*Items from a dataset*.
--- START ---

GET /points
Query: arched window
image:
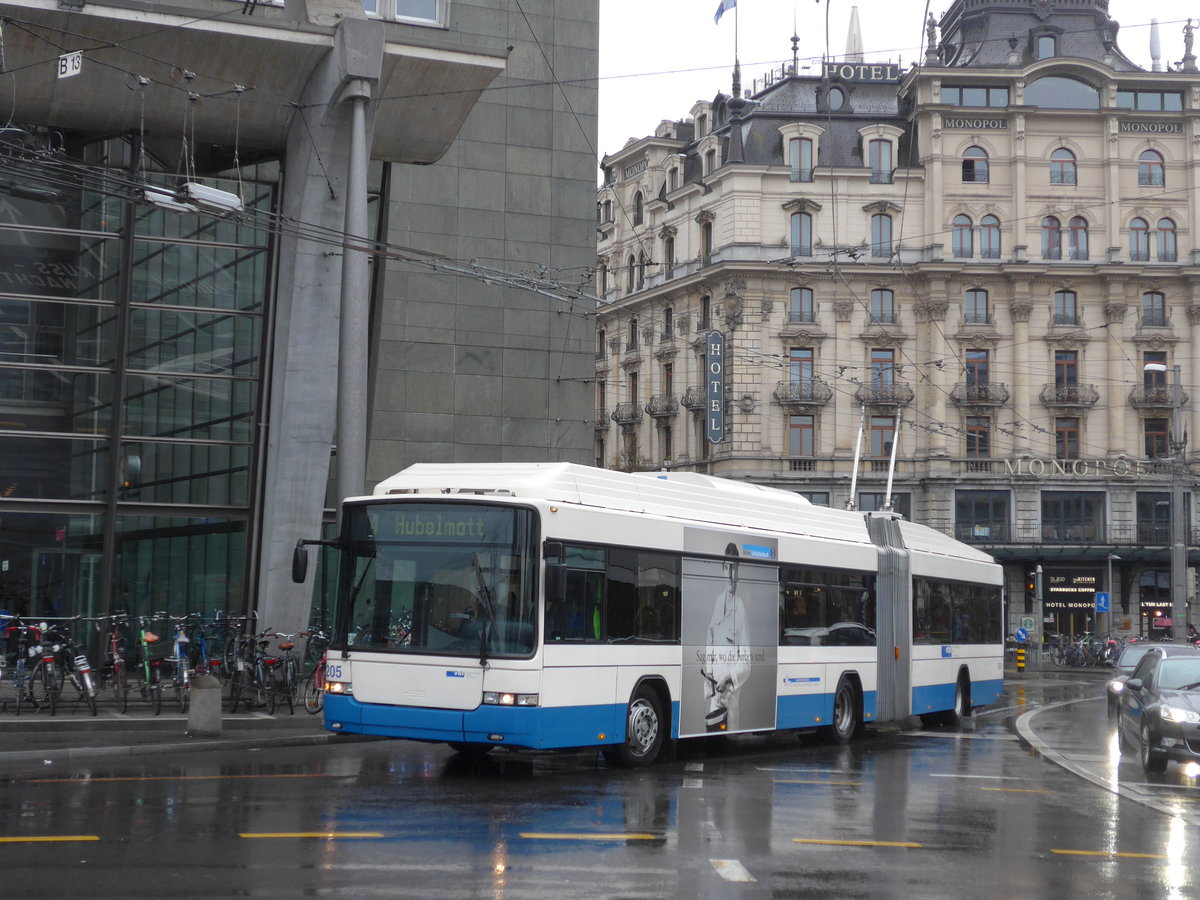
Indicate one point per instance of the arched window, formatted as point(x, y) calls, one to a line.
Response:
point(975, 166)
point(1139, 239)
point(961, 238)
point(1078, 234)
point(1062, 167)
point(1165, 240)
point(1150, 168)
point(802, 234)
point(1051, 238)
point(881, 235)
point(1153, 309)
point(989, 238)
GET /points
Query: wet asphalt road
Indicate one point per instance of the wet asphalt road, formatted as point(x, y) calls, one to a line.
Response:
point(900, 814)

--- END ---
--- START ---

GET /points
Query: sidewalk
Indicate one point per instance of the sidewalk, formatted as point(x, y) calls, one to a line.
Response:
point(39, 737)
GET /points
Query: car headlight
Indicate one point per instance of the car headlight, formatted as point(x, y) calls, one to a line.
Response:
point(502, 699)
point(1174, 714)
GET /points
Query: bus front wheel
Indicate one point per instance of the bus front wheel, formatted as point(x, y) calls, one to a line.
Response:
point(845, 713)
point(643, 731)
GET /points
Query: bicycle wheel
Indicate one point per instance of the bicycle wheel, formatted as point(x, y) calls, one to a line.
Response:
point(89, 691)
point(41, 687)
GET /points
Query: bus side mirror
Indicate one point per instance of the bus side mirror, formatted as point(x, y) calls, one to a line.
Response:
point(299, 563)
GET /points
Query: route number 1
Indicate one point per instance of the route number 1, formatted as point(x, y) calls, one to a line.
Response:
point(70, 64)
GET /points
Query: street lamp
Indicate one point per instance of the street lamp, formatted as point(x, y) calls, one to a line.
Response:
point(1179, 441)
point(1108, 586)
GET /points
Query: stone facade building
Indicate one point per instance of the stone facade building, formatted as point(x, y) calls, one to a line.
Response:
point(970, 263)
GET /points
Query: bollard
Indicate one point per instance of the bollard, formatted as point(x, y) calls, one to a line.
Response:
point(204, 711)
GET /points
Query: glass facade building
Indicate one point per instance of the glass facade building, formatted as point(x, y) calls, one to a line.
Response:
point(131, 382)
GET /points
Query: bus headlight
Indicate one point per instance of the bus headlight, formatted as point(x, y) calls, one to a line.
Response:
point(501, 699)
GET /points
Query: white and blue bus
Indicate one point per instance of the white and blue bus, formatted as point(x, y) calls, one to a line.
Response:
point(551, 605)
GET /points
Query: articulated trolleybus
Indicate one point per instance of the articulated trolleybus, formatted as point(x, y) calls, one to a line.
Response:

--- END ---
--- START ---

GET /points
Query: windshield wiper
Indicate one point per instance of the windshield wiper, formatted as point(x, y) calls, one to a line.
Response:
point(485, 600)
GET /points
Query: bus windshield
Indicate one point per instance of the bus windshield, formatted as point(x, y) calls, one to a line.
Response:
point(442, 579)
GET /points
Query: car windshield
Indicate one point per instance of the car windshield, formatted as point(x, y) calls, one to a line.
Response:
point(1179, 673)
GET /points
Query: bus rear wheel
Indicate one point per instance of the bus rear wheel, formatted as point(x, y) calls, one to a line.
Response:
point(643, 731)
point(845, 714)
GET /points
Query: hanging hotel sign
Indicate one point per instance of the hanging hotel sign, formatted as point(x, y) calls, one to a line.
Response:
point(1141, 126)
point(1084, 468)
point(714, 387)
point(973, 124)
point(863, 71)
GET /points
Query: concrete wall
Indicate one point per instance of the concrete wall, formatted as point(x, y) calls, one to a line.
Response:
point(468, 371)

--- END ---

*The task*. Copy out each line of the data above, exactly, if it lies between the line holding "Indicate one point per instance of the bicycle" and the line holding "Query: street lamp", inclusive; copy no other line.

*Written response*.
Indicate one point per instance of the bicycle wheel, formatted as point(x, y) calls, one to a line.
Response:
point(89, 691)
point(41, 687)
GET /points
Query: bus side mirror
Indicate one point per instance of the bus side mirror, formatted as point(x, y) calls, one to a line.
Response:
point(299, 563)
GET /points
Query: route number 1
Indicate one point per instance of the route number 1, formatted as point(x, y) calls, one to a line.
Response:
point(70, 64)
GET /points
Query: street lamp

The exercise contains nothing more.